What the exercise asks - Turn every line of the items below into a JSON list of strings, one string per line, skipping blank lines. Leave the pictures out.

▶

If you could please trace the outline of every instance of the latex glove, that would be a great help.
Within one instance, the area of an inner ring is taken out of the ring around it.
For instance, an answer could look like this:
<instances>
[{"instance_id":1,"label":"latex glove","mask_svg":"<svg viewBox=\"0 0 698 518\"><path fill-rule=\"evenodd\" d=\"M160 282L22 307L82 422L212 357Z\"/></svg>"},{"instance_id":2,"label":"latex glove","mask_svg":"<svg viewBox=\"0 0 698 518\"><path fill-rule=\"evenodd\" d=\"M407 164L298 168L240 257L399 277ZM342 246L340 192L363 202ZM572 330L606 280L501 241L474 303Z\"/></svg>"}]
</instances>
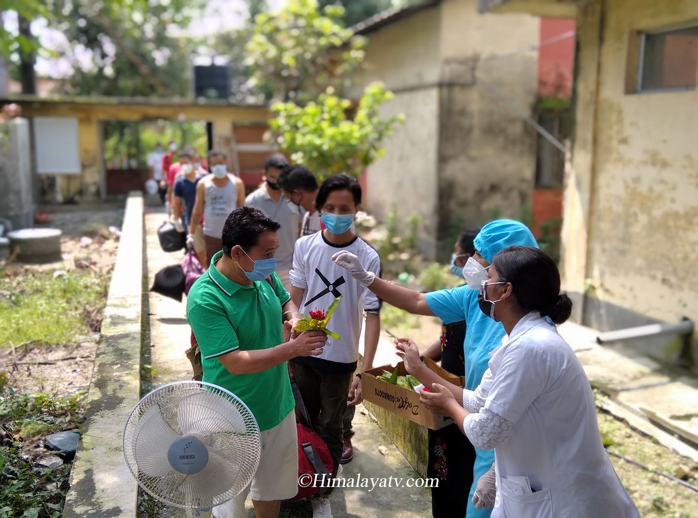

◀

Finished exercise -
[
  "If you could please trace the outline of every instance of the latex glove, that would be a great help.",
  "Within one instance, the area of an inner ring is taken out of the ring around it.",
  "For instance, an answer could look like this:",
  "<instances>",
  "[{\"instance_id\":1,\"label\":\"latex glove\",\"mask_svg\":\"<svg viewBox=\\\"0 0 698 518\\\"><path fill-rule=\\\"evenodd\\\" d=\\\"M160 282L22 307L82 422L212 357Z\\\"/></svg>\"},{\"instance_id\":2,\"label\":\"latex glove\",\"mask_svg\":\"<svg viewBox=\\\"0 0 698 518\\\"><path fill-rule=\\\"evenodd\\\" d=\\\"M407 164L298 168L240 257L399 277ZM342 246L340 192L363 202ZM572 330L606 280L501 241L474 303Z\\\"/></svg>\"}]",
  "</instances>"
]